* _Exercise brief_: The result should be every line of the listing that contains "road".

-- Source data follows --

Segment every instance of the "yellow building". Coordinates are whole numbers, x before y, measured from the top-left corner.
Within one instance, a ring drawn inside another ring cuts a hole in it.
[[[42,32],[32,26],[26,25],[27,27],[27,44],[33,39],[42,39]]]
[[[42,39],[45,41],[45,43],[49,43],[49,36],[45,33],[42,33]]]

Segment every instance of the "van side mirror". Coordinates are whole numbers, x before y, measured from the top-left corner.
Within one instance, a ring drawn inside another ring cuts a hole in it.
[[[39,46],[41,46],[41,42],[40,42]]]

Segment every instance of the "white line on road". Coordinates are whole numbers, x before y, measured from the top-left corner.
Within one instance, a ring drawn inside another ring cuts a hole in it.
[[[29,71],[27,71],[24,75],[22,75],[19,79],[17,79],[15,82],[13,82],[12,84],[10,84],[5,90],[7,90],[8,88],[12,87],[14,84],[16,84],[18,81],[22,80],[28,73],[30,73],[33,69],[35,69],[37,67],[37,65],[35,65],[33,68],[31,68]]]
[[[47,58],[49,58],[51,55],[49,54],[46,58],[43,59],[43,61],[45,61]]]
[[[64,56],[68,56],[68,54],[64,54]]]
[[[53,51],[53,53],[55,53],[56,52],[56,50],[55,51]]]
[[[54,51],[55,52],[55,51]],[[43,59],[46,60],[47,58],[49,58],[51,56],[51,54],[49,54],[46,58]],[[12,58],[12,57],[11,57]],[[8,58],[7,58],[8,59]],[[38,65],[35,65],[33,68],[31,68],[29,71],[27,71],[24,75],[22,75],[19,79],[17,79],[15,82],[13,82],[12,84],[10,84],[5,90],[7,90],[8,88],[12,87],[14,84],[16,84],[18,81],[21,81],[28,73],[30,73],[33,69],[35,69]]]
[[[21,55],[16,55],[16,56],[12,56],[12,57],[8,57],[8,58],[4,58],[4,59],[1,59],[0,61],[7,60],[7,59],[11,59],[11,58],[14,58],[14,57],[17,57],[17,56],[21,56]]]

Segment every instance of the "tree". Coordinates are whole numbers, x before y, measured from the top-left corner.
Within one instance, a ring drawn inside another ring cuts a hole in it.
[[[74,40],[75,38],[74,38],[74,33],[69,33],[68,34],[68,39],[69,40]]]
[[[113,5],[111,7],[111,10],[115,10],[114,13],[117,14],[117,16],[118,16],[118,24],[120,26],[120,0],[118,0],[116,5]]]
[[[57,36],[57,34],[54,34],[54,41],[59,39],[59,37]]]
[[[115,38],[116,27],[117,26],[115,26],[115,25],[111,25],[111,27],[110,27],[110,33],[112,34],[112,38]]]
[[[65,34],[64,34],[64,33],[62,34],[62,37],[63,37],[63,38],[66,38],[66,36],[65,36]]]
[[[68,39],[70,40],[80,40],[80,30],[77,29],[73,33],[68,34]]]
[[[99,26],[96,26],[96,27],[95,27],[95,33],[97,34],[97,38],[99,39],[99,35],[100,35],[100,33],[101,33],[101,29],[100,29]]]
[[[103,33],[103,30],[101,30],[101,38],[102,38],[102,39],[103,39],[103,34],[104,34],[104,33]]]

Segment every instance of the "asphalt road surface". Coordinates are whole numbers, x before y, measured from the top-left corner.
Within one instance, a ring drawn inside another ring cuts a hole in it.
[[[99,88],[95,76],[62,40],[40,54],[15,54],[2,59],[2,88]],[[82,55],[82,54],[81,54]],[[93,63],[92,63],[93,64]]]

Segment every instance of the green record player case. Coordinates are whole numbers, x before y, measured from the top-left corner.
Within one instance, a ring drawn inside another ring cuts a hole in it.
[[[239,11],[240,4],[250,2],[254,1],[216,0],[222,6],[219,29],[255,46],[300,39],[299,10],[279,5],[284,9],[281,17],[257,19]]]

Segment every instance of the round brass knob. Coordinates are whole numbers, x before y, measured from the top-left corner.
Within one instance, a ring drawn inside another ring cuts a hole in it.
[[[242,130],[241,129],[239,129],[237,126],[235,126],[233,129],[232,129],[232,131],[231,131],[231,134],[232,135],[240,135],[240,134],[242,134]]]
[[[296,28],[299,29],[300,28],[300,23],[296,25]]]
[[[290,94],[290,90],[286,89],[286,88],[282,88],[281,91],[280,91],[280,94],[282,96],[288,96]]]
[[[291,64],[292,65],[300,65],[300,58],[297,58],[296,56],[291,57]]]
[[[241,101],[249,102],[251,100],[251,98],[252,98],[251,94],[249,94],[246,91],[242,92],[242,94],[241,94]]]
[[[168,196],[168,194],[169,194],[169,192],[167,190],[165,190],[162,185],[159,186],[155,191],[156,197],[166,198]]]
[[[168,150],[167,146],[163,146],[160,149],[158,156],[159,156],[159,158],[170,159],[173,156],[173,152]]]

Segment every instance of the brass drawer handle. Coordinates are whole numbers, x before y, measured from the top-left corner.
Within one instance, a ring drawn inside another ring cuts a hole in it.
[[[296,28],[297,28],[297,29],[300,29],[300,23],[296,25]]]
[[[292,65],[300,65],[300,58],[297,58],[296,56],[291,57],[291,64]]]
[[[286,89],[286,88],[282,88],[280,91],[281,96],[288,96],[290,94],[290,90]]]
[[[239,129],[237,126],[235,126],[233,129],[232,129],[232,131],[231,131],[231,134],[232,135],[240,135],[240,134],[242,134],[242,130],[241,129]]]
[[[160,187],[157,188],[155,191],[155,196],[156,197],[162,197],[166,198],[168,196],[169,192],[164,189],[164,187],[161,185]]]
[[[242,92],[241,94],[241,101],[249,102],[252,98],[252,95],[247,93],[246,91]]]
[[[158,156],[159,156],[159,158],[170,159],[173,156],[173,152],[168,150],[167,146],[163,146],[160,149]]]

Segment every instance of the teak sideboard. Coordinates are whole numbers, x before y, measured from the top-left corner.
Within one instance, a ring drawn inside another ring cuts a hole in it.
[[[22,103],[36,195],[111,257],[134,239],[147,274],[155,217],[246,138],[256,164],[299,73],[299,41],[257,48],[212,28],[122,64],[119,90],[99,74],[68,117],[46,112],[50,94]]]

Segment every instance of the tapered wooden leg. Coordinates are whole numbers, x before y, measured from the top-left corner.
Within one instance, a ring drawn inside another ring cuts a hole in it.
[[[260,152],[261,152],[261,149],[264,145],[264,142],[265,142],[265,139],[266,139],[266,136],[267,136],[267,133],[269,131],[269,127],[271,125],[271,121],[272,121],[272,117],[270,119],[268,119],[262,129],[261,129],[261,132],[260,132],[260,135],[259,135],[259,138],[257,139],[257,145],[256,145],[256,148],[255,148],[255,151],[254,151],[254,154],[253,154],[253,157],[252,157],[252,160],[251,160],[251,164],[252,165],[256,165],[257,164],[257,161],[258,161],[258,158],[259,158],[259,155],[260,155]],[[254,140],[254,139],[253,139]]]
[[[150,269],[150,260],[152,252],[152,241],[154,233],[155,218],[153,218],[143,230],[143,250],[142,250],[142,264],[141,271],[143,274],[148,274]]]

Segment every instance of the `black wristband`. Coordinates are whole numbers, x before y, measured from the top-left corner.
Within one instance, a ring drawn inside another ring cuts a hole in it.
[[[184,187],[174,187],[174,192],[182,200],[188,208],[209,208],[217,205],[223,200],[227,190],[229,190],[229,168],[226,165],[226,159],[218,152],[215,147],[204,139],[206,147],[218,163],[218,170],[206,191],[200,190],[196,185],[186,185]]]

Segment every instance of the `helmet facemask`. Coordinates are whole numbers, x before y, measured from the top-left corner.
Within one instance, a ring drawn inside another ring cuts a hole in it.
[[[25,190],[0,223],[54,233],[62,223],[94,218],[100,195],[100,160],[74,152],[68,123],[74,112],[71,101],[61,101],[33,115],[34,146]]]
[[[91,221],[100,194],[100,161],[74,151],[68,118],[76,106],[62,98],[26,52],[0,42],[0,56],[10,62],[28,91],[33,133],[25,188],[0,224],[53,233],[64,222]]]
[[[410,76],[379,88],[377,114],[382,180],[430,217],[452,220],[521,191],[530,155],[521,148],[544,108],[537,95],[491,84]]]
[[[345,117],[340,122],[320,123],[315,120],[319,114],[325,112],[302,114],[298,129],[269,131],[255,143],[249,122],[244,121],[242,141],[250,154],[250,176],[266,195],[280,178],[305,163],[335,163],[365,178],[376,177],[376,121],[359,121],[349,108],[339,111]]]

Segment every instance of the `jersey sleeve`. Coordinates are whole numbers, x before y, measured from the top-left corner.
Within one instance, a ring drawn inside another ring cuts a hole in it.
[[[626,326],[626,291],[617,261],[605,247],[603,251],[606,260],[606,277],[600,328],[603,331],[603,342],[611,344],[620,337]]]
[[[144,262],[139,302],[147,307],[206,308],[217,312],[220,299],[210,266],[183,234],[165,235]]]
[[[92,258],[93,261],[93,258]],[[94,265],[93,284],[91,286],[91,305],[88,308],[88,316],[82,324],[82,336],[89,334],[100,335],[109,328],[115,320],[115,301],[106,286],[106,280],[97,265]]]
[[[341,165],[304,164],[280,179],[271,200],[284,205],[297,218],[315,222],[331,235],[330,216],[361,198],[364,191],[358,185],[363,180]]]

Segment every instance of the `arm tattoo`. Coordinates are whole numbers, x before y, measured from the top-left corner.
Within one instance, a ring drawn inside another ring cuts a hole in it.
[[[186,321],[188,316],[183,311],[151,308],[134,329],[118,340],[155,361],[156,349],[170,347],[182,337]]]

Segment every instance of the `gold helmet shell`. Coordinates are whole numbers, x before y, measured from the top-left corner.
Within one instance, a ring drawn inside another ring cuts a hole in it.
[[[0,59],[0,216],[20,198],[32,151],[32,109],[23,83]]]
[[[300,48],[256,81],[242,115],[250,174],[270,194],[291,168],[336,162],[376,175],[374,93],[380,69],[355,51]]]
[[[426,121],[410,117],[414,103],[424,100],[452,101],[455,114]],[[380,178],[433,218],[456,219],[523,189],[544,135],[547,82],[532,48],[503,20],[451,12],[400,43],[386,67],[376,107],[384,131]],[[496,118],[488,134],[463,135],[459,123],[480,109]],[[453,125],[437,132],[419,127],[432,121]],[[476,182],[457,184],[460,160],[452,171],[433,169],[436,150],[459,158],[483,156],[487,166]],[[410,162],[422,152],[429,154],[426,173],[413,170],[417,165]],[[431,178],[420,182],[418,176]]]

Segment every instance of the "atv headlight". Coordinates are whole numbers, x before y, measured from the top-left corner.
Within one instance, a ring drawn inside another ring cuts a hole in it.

-- Source data concluded --

* _Exercise response_:
Segment every instance of the "white line on road". Coordinates are whole numbers, x before y, measured from the top-left corner.
Segment every instance of the "asphalt road surface". Coordinates are whole numbers, x before y, measured from the top-left corner.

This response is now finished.